# [RECORDED INFORMATION]

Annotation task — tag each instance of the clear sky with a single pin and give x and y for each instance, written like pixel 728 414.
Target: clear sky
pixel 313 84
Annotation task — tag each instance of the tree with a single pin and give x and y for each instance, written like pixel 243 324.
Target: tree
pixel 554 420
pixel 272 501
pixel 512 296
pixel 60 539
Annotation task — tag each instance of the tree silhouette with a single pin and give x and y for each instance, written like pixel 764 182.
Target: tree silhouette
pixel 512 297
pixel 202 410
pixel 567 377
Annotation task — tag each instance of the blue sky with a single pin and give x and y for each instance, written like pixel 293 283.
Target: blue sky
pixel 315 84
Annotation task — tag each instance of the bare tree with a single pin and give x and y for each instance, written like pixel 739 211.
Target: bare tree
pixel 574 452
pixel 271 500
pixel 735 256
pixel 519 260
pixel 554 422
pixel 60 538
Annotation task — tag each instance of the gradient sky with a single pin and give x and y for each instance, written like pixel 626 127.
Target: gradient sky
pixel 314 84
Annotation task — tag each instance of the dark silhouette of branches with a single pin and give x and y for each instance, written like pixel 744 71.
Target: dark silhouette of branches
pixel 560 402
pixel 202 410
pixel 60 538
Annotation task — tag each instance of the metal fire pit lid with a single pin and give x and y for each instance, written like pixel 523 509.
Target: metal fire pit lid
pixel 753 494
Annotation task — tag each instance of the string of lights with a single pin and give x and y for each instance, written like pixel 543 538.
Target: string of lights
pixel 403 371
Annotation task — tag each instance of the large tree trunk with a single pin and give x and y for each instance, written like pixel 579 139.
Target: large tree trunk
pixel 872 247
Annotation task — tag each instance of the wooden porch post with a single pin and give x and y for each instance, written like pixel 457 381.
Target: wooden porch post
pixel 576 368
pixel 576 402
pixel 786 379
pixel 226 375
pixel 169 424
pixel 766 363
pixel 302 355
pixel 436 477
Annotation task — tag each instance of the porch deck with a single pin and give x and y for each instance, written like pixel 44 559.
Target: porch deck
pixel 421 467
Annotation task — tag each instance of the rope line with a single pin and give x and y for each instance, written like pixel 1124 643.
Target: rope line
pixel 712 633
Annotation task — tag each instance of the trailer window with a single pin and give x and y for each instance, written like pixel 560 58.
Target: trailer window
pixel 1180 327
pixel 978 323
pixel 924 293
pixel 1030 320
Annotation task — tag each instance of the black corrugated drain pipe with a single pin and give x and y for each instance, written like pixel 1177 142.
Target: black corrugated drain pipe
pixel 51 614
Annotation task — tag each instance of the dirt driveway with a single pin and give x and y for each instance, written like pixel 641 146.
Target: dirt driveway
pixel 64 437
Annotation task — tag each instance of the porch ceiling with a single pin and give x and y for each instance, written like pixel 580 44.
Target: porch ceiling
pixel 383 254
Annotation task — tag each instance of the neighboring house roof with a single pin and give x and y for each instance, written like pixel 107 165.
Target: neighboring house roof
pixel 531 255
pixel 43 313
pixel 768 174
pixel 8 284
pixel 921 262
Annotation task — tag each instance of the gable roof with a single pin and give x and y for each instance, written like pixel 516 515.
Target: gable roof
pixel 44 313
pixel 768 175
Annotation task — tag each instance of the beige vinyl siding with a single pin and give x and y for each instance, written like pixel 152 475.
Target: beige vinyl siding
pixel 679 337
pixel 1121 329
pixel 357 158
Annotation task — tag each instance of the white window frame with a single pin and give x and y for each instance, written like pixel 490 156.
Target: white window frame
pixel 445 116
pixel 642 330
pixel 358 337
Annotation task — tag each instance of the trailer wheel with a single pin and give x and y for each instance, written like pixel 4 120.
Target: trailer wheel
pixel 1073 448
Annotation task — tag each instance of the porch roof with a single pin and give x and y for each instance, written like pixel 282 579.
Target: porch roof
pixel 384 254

# [EXERCISE REQUIREMENTS]
Among the lines above, repeat exactly those from the line with "Target: dark silhouette of branches" to the line with "Annotation task — tag each instance of the dirt", counting both ends.

# [ANSWER SPACE]
Target: dark silhouette of branches
pixel 560 402
pixel 202 410
pixel 60 538
Annotation task — tag each instance of the metal fire pit lid with a single pin and give x and y for each instance, written like pixel 523 509.
Target: metal fire pit lid
pixel 753 494
Annotation task — tag each instance of the string of lights with a single pin and give x and y for each instance, written like pixel 543 538.
Target: string of lights
pixel 403 371
Annotation task — tag each instance of the large tree trunk with a single pin and give x and y for each instance, written like pixel 579 139.
Target: large tree trunk
pixel 872 247
Annotation task — tag each instance of the wooden porch post with a single pin and give x and y for each instance, written like pixel 457 381.
Target: wooden porch post
pixel 576 368
pixel 576 402
pixel 786 379
pixel 226 375
pixel 169 424
pixel 766 363
pixel 302 355
pixel 436 477
Annotation task — tag each instance of the porch deck with a single pin and give x and y for each instance, written like pixel 44 559.
Target: porch deck
pixel 421 467
Annotation task — tag each instance of the rope line with a single pin and give x and y for each instance, written like pixel 1124 643.
Target: rope line
pixel 712 633
Annotation task — tag each instance of the trailer window with a single pin and give x and y for each instance, written like pixel 560 58.
Target: trailer window
pixel 1180 327
pixel 978 323
pixel 924 293
pixel 1030 320
Annotation task — tag each instance of the black corrugated drain pipe with a single pin and give x and y for each instance, written like pixel 1177 142.
Target: black corrugated drain pipe
pixel 51 614
Annotation task — tag each instance of the dirt driveway with a single pin and give x and y for each instance, written like pixel 641 146.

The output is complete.